_Task brief_
Copy out each of the following lines word for word, changing nothing.

_Input_
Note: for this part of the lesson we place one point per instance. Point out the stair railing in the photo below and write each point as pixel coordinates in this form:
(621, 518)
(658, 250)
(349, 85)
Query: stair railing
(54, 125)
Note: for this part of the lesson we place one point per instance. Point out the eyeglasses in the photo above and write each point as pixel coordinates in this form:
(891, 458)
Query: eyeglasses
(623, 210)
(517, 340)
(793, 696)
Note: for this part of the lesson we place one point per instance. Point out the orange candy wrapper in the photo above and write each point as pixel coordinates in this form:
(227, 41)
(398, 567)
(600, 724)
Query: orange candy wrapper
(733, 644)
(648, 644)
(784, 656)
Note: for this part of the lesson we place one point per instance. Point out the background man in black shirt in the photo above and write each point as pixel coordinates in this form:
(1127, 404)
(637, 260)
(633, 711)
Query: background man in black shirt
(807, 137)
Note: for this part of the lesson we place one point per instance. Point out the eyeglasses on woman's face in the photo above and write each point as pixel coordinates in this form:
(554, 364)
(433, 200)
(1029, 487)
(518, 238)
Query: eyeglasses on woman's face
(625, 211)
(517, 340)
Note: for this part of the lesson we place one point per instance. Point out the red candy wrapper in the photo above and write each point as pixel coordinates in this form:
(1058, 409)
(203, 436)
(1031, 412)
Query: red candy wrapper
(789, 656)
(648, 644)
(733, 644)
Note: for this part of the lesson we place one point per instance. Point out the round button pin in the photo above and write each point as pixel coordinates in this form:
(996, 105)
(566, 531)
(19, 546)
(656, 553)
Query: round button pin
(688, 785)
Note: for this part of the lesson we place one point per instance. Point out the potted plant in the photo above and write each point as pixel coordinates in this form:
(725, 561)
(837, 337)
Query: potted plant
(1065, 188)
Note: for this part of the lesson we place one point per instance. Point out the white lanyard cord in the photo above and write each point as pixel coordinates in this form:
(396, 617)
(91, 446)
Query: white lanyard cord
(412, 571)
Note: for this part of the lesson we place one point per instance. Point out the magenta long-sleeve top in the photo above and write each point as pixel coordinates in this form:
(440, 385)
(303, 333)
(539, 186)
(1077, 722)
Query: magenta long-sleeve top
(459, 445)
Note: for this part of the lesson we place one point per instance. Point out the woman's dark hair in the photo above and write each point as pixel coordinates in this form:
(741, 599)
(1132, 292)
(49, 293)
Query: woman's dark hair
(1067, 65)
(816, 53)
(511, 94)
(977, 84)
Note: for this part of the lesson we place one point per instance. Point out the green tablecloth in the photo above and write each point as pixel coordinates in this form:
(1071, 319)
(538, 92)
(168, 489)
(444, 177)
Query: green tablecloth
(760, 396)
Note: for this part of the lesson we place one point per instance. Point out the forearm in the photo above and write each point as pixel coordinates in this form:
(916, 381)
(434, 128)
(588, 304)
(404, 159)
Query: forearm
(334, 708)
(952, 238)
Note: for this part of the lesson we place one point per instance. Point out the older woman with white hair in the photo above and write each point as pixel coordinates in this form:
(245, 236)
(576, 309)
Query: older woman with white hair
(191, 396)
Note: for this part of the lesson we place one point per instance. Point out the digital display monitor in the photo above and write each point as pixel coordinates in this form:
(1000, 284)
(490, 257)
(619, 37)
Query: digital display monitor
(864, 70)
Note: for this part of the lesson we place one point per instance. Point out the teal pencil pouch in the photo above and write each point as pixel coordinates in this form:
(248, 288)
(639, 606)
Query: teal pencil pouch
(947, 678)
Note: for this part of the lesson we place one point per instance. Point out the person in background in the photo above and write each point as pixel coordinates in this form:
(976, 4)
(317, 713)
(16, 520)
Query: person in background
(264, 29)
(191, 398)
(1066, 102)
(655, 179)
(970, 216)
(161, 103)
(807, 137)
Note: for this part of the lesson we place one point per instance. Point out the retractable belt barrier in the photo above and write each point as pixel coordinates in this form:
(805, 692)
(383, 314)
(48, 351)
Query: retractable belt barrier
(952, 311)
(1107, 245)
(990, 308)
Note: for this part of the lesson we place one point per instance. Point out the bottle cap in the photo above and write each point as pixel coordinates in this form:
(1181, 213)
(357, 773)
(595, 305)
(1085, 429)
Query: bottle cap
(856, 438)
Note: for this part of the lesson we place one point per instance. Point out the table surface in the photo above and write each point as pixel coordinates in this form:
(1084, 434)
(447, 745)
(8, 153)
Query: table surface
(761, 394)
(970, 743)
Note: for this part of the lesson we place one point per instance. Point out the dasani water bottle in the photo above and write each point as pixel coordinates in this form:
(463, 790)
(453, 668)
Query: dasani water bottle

_Output of the task_
Note: for this part of the lesson we place one point per instance. Point out the stair railing in the photo below and write each point as pixel coordinates in this form:
(621, 518)
(658, 250)
(349, 85)
Query: stair railing
(54, 125)
Note: for this part of the lesson we place one point per instance. Point out the eyeglasses in the photo above and write each point as pixel coordinates in this form:
(891, 458)
Query: eyeglasses
(623, 210)
(517, 340)
(793, 696)
Note: for this part of the lesson we place one point per instance. Point out the orange candy wrapper in the photo above and write each point as pixel coordinates in this form:
(227, 41)
(398, 567)
(600, 724)
Query: orange candy wrapper
(733, 644)
(648, 644)
(784, 656)
Note: for this part of the lesson we place one point per instance. Point out the background man in black shirt in the photo above and write each point as pixel coordinates in this form:
(1127, 404)
(637, 260)
(633, 711)
Query: background man in black shirt
(807, 137)
Note: for this part of the lesson we place one point per instance. Point out the eyeglasses on woman's face in the photo above and write each point as pixel coordinates in this form:
(554, 364)
(433, 200)
(1029, 487)
(518, 238)
Query: eyeglasses on woman's face
(625, 211)
(517, 340)
Note: for this part of the lesson we place one point per instance. Point out the red candy wrapper in the photo above and write each point as pixel coordinates in this form:
(1058, 409)
(203, 436)
(1031, 412)
Query: red candy wrapper
(789, 656)
(648, 644)
(733, 644)
Note: for this part of the lesson we place one point per instance. Point out the round button pin in the photo above and write each point as pixel coordinates in this form:
(996, 105)
(566, 531)
(19, 546)
(656, 553)
Query: round button pin
(688, 785)
Note: for this part of the lesson we place one point per instance. Point out the potted plant in the photo above and write each point as pixel coordinates in this form:
(725, 561)
(837, 337)
Query: potted plant
(1065, 188)
Note: for this part of the lesson we place one point per instance. Point out the white lanyard cord in the photo above and write each point as pixel coordinates in this form:
(396, 617)
(91, 446)
Query: white lanyard cord
(412, 571)
Note: for this part of the lesson we place one point per instance. Point out the magenta long-sleeve top in the photo above and write each point as pixel coordinates in this form:
(440, 385)
(303, 333)
(539, 186)
(1077, 722)
Query: magenta long-sleeve top
(459, 445)
Note: for this part of the lesson we place one point per instance. Point out the woman's dark hair in the photo above and write each point as pixel coordinates in this form:
(741, 599)
(1132, 292)
(49, 293)
Query: woman's dark hair
(1067, 65)
(816, 53)
(511, 94)
(977, 84)
Note: for this part of the lesson we place one point per instance. Point out the green tablecloth in the photo above and write each point as pixel coordinates in this form:
(1071, 319)
(538, 92)
(168, 489)
(444, 177)
Query: green tablecloth
(760, 396)
Note: for this part of the lesson we place one point per instance. Point out the forearm in the photo above and write each point as pixel coordinates in this form:
(916, 381)
(434, 128)
(588, 304)
(404, 159)
Query: forearm
(334, 708)
(952, 238)
Note: for this part of the lesson we place one point per instance. Point out the older woman with white hair in the photo above and write each point as pixel coordinates in this form:
(245, 236)
(576, 309)
Query: older woman with white hair
(191, 396)
Note: for this part of the lesson we place one point per instance. Point out the digital display monitor in the photo above and write each point as pixel coordinates in this form:
(1000, 284)
(490, 257)
(619, 37)
Query: digital display monitor
(864, 70)
Note: for this part of the lesson we place one point per instance. Point out the teal pencil pouch in the photo above and write each point as pixel coordinates in this form:
(248, 288)
(639, 606)
Query: teal pencil pouch
(947, 678)
Note: for this part of the lesson we place one point per instance. Point out the person in background in the photo above and write each point as pixel coordinates in this form:
(976, 4)
(317, 713)
(16, 520)
Query: person in background
(264, 29)
(191, 398)
(1066, 102)
(655, 179)
(970, 216)
(161, 103)
(807, 137)
Note: for this part of the lesson we place one point per instance. Point out the retractable belt barrier in the photo above and write each point as pixel coordinates in this form:
(805, 692)
(383, 314)
(48, 351)
Query: retractable belt barrier
(952, 311)
(1107, 245)
(990, 308)
Note: for this part of the lesson we place one point per instance. Point out the bottle cap in the photo above and write each point as pixel coordinates in this form:
(1181, 213)
(357, 773)
(595, 305)
(1085, 429)
Query: bottle cap
(856, 438)
Note: for this part of the lesson we place one point per instance. Point out the table surface in the photo above and write each point as pixel coordinates in this form:
(1084, 434)
(447, 745)
(8, 153)
Query: table surface
(761, 394)
(970, 743)
Note: for this part of the lesson we place one point per instance. Point out the dasani water bottle in the photo above and write each point as pixel coordinates in this form:
(463, 790)
(453, 668)
Query: dasani water bottle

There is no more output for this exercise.